--- START ---
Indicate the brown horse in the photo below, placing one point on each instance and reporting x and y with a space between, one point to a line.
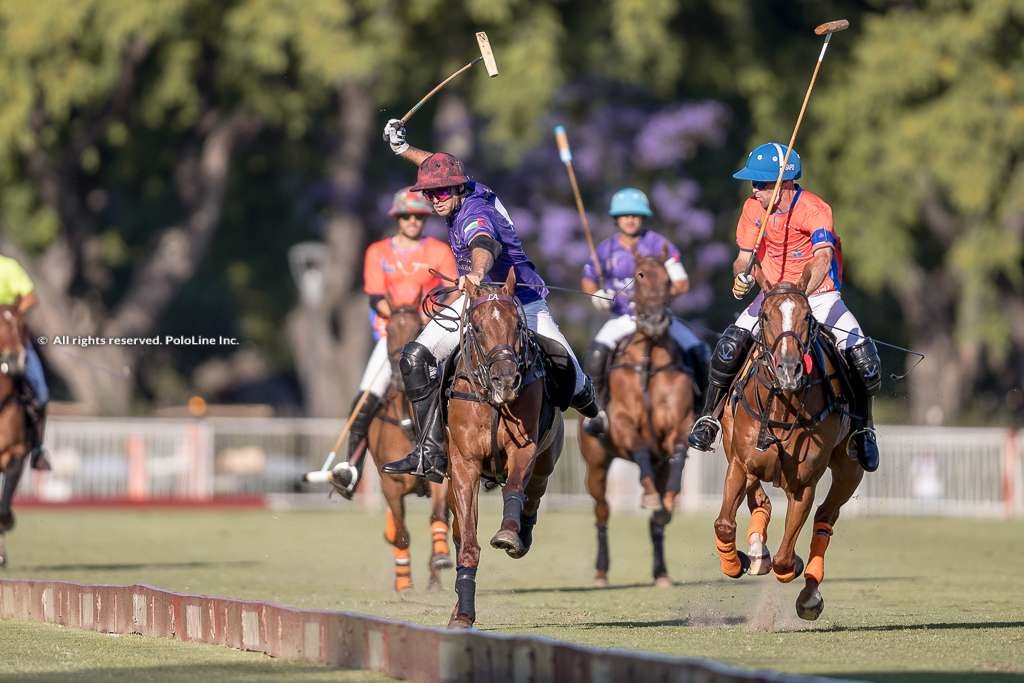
388 439
785 423
650 411
13 432
496 412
--- END ---
In the copy, include no pictures; restate the listing above exactly.

Indicate the brown horse in the photo below, placing one point on each instance and reporting x and y with a space between, one point to a line.
388 439
785 423
650 411
13 432
496 412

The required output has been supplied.